Reproduce, from the lines below, exactly the stretch that begins at the line containing "black beak, each" and ends at the line containing "of the spotted", both included.
- - -
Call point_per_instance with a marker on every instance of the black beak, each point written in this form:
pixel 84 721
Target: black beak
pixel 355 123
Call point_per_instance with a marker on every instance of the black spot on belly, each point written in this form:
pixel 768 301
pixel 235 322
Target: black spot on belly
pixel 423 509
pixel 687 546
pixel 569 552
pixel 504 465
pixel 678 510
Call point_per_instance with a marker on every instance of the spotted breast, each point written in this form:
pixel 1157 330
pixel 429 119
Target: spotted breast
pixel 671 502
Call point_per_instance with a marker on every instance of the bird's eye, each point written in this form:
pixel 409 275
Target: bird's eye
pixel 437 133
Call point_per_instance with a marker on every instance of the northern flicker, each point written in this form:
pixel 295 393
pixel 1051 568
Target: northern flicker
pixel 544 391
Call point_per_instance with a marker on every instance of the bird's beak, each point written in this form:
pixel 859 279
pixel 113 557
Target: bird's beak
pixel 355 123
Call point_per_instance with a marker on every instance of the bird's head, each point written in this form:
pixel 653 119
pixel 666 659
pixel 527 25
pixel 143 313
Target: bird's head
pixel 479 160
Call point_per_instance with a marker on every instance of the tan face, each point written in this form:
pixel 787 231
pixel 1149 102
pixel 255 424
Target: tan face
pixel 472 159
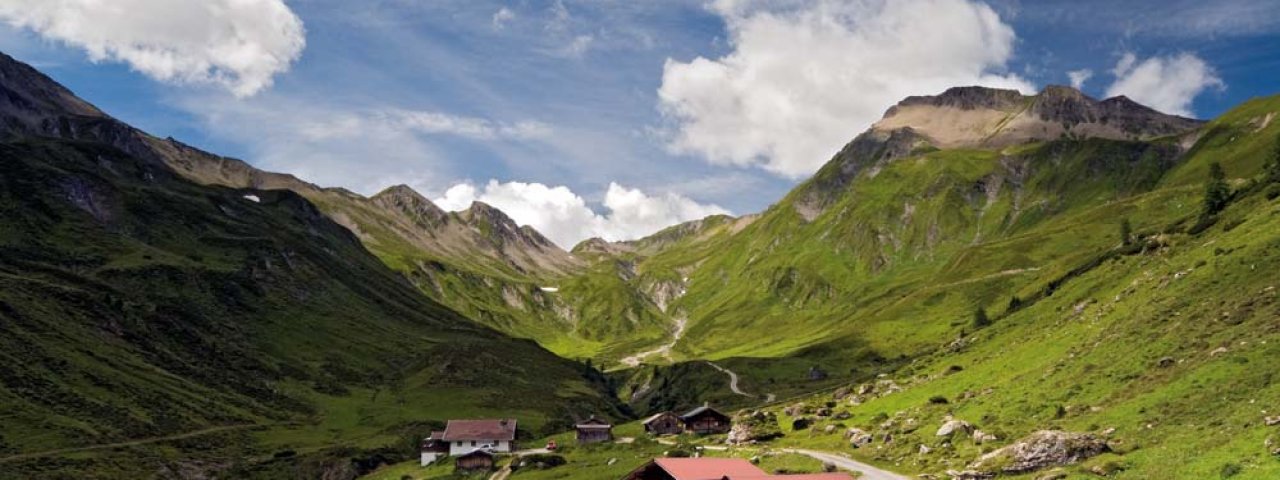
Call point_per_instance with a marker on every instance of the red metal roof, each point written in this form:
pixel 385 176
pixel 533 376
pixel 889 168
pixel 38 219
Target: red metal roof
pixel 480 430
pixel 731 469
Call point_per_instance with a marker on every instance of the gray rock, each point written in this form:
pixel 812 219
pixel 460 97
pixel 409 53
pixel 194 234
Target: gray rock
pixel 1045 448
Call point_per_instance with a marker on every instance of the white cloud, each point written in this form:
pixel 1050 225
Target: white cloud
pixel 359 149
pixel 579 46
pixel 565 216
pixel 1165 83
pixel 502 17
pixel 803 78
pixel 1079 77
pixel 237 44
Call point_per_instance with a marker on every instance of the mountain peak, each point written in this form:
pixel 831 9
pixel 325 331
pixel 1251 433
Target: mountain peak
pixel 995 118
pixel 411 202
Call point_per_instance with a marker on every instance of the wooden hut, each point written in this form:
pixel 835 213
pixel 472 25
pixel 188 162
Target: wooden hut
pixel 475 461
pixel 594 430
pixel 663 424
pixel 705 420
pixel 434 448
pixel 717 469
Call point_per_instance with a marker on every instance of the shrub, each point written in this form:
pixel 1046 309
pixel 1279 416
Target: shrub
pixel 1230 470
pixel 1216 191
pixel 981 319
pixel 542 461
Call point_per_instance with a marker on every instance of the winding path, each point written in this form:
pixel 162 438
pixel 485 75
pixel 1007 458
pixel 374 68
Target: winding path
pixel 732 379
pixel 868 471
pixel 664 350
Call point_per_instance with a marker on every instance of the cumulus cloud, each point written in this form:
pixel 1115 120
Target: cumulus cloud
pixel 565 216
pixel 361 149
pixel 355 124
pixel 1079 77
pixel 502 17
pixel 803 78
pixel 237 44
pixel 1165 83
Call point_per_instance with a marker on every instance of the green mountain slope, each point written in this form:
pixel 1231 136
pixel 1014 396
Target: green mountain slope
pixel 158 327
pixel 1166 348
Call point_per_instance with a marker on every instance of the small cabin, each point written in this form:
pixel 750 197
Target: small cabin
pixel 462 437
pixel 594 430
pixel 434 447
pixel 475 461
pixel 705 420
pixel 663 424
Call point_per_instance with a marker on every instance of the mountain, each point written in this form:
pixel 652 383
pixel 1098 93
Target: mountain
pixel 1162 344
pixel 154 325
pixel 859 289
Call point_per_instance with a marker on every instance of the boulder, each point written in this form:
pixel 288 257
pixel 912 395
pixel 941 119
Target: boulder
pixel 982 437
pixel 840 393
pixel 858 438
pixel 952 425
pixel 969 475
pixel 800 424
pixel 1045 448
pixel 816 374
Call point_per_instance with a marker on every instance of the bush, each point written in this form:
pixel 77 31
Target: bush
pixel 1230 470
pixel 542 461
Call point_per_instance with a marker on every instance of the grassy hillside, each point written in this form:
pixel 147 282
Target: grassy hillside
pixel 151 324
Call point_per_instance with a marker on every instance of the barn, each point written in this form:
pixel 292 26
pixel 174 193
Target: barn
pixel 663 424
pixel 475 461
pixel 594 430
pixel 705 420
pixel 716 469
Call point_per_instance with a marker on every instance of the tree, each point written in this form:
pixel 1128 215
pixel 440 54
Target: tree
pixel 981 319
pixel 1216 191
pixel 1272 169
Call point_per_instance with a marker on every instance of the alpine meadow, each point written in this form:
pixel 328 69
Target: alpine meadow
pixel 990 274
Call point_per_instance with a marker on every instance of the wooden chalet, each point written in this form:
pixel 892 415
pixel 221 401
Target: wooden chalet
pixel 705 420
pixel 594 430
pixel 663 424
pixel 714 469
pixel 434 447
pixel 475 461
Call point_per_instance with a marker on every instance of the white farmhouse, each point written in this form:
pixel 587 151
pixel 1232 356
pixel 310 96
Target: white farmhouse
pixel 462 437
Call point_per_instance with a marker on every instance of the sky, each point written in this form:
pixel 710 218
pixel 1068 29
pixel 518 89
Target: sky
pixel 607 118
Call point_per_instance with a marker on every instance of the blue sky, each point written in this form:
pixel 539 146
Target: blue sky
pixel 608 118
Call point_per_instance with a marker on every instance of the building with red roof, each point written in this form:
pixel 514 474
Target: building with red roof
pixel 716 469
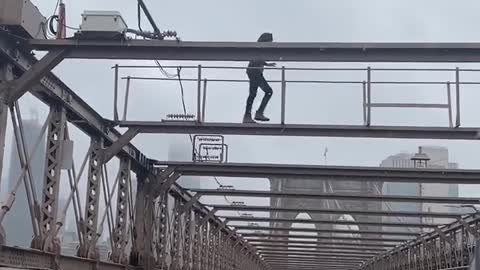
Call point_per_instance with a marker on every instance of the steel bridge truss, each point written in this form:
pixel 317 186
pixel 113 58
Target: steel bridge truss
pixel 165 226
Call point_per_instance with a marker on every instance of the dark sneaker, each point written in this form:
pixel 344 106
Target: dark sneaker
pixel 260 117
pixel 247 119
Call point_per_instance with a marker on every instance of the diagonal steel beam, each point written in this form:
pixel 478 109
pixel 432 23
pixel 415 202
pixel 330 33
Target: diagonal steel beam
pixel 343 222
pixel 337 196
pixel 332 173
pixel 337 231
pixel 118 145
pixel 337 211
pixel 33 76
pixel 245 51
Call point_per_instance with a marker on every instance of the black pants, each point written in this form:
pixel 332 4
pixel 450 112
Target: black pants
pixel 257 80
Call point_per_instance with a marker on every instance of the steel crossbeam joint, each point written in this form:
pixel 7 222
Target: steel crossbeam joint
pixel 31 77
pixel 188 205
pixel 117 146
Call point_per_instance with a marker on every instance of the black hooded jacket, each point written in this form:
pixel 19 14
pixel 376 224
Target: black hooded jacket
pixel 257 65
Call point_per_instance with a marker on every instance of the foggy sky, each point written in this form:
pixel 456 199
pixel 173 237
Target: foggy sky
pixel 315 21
- - -
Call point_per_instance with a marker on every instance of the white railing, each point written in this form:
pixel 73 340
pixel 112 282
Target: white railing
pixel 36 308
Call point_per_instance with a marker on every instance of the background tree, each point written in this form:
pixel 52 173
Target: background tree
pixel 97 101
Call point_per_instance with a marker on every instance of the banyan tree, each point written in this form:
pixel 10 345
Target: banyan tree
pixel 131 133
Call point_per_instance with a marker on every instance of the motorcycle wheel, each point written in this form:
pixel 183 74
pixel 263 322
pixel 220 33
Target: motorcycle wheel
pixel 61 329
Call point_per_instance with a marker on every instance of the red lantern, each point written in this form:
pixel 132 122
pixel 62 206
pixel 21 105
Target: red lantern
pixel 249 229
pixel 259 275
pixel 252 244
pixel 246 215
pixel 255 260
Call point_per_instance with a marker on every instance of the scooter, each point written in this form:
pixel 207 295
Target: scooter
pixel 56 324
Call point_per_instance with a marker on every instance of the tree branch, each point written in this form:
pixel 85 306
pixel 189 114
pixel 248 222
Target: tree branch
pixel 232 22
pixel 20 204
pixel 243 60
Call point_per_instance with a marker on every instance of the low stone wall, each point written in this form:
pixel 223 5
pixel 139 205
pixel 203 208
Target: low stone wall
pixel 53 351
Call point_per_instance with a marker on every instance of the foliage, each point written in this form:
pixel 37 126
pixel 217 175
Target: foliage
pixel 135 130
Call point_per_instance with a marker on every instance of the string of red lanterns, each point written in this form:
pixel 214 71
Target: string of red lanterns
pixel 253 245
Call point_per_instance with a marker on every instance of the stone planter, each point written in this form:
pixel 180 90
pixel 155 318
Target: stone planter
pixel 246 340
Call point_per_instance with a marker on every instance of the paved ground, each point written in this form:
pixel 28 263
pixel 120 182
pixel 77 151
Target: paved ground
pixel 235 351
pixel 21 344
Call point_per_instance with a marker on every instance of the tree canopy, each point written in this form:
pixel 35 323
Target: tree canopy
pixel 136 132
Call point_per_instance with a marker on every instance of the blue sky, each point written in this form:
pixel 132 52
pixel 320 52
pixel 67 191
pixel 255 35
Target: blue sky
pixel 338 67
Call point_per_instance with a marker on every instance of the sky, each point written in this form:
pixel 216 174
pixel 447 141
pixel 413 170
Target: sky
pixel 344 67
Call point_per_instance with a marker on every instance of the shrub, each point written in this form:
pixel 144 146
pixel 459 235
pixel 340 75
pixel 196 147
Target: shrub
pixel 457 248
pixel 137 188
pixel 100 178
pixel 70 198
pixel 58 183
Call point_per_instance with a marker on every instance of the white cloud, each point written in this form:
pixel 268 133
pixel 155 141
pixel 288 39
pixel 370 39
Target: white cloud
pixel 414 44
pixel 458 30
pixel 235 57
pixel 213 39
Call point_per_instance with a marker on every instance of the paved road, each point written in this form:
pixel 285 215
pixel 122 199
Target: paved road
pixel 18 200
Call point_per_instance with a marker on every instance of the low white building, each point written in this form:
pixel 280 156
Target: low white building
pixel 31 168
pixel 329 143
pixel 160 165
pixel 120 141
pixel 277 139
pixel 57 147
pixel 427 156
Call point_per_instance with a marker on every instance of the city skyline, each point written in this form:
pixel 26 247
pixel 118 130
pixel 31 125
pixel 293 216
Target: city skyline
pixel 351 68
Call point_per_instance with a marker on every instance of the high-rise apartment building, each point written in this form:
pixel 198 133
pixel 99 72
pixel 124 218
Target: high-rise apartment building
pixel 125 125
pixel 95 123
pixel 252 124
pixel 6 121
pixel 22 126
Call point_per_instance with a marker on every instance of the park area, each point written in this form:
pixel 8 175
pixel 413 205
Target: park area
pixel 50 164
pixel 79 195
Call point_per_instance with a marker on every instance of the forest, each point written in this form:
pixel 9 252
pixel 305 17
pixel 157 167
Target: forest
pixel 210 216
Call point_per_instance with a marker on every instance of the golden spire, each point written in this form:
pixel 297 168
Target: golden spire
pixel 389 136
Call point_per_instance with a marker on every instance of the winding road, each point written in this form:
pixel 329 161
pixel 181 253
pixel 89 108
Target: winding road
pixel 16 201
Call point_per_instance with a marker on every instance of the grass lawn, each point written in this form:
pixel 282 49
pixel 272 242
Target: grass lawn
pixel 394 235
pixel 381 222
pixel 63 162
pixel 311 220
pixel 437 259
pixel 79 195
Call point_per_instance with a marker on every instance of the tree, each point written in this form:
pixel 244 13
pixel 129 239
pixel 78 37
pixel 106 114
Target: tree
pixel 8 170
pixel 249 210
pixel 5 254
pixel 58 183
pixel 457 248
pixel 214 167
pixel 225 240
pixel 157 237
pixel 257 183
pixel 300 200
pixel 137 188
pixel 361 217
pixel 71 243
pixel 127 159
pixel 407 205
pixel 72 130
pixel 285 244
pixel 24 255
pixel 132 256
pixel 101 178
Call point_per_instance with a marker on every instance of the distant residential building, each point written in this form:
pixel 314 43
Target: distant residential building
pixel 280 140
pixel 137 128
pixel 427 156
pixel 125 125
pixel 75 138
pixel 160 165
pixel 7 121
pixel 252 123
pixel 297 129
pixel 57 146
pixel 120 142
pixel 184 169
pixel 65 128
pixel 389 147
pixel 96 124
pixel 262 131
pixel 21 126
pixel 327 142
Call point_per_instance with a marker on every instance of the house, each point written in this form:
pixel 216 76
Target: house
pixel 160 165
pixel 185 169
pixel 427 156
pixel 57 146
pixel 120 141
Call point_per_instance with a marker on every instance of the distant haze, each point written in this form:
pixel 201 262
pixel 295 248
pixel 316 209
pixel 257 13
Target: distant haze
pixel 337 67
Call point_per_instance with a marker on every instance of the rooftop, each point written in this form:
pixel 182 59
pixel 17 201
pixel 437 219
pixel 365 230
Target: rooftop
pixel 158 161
- - -
• Written response:
Call point_per_instance with a marker on every instance of the black beak, each point written in this form:
pixel 84 721
Target: black beak
pixel 355 123
Call point_per_instance with a marker on every instance of the black spot on belly, each point written in this form:
pixel 768 301
pixel 235 322
Target: black spot on belly
pixel 423 509
pixel 687 546
pixel 569 552
pixel 504 465
pixel 678 510
Call point_per_instance with a marker on every instance of the spotted breast, each point written in this form:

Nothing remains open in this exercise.